» LIST OF TASKS:
a. Summarize the article on the Indian farmers' protest in two sentences.
b. From the article on the Indian farmers' protest, extract the passage starting at "Thus far, the" and ending at "of the agitation.".

» SELECTED TEXT:

▬▬▬

Thus far, the organizations that have led the now-51-day protest have balked at the court’s demands and reiterated their call for the three laws to be repealed and for legal guarantees that the MSP system will be maintained.

“We understand that this committee is a government ploy,” said Balbir Singh Rajewal, a Punjab farm leader. “It is only meant to divert attention from the protest, and to reduce the pressure on the government.”

While feigning concern for the farmers, India’s Supreme Court is preparing the terrain for state repression of the agitation.

On Tuesday it announced it was granting the Delhi Police’s request for a hearing to seek a court order barring the farmers from mounting a tractor procession in the capital during India’s annual Jan. 26 Republic Day celebrations. In their application, the Delhi Police, who are under the direct control of Amit Shah, India’s Home Minister and Modi’s chief henchman, asserted that the right to protest can never include “maligning the nation globally.”

The Court also said that if the farmers were ever to be allowed to protest in Delhi, the police must have full discretion to determine where and to specify the “number” of protesters who would be allowed to “enter” the city “unarmed.” This is an endorsement of the mass repression the government mounted on Nov. 26-27, when it deployed thousands of police and paramilitaries, water cannon and tear gas to prevent the farmers from entering Delhi, and then proposed that they stage their protest on a fairground far from the city center and seat of government. The farmers rightly rejected this as akin to imprisonment.

The Court clearly hopes that through a combination of phony “concessions” and threats it can ultimately get the current “disruptive” encampments on the Delhi’s border dismantled in exchange for allowing a limited number of farmers and their supporters to stage a symbolic protest somewhere in the National Capital Territory.

“Once the laws are stayed,” said Chief Justice Bobde, “it needs to be seen if the protesters can be removed from the present site.”

But using language that speaks to the explosiveness of the situation and the calculations behind the court’s intervention, the Chief Justice voiced fears that an ill-prepared attempt to shut down the protest could end in “bloodshed.” “We don’t want blood on our hands,” he declared.

As the head of a key state institution charged with defending one of the world’s most unequal capitalist societies, Justice Bobde is not squeamish about suffering and violence. The concern of India’s highest court is that a violent clash with the farmers could ignite a mass movement against the BJP government and capitalist rule.

In the midst of this major crisis, the foulest role is being played by the Stalinist parliamentary parties, the Communist Party of India (Marxist) and the Communist Party of India, and their affiliated trade unions. While mouthing words of support for the farmers, they are doing all they can to keep the working class on the sidelines, and to politically subordinate the swelling opposition to Modi and his BJP to the Congress Party, until recently the ruling class’ preferred party of government, and various right-wing regional and caste-based parties.

As a statement posted by the World Socialist Web Site, “The Indian farmers’ agitation and the socialist strategy of the working class,” explained: “It is imperative that the working class intervene in this crisis as an independent force. … Indian workers (must) assert their industrial and independent political power and rally the rural masses, above all the agricultural workers and landless farmers, under their leadership and on the basis of a socialist program, to fight the Modi government and bourgeois rule.

“The working class must be mobilised in a political general strike to bring down the Modi government. The huge growth in social struggles over the past year—including the mass protests against the anti-Muslim Citizenship Amendment Act, the participation of tens of millions in the Jan. 8 and Nov. 26 one-day all-India protest strikes, and the current wave of strikes and struggles against speed-up and wage cuts and for COVID-19 personal protective equipment—demonstrates the enormous potential for a working class-led offensive.

“The Modi government must not be allowed to succeed in its schemes to isolate, wear down, and split the farmers, all the while preparing to forcibly evict them.”

▬▬▬

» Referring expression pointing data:
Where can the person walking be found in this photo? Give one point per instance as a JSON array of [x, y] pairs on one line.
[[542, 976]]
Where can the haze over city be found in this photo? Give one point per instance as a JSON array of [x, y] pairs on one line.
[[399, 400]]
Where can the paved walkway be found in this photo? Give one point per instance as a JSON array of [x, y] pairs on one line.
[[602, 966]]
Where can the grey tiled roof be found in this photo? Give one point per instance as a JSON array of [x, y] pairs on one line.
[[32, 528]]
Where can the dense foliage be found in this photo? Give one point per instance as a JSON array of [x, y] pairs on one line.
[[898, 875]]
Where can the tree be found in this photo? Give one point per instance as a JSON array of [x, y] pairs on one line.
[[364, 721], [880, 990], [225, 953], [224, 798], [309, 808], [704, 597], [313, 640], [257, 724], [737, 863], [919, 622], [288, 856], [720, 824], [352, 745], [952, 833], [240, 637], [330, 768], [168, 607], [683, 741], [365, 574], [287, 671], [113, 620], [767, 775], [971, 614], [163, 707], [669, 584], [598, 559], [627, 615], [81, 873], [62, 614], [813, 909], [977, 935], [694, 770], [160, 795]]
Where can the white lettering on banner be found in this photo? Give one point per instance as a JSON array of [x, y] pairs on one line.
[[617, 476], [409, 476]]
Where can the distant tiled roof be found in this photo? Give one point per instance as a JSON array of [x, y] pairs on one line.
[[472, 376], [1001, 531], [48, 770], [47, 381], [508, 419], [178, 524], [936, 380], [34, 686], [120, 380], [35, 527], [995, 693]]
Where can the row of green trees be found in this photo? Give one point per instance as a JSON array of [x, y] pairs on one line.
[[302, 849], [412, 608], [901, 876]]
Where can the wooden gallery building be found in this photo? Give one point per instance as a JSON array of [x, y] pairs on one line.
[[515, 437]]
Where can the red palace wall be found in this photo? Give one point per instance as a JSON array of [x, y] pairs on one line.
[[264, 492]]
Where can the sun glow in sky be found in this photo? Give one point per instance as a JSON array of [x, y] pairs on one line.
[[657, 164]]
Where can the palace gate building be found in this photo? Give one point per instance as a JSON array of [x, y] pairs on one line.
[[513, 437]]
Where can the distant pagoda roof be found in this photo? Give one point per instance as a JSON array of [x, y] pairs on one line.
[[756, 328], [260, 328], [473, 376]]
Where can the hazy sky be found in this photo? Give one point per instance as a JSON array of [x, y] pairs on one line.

▬▬▬

» ANSWERS FOR THIS EXERCISE:
a. The organizations leading the 51-day farmers' protest have rejected the Supreme Court's demands and still call for repeal of the three laws and legal guarantees that the MSP system will be maintained. The article holds that the Court is preparing the ground for state repression, out of concern that a violent clash could ignite a mass movement against the BJP government, and it calls for the working class to intervene as an independent force, including through a political general strike to bring down the Modi government.

b.
Thus far, the organizations that have led the now-51-day protest have balked at the court’s demands and reiterated their call for the three laws to be repealed and for legal guarantees that the MSP system will be maintained.

“We understand that this committee is a government ploy,” said Balbir Singh Rajewal, a Punjab farm leader. “It is only meant to divert attention from the protest, and to reduce the pressure on the government.”

While feigning concern for the farmers, India’s Supreme Court is preparing the terrain for state repression of the agitation.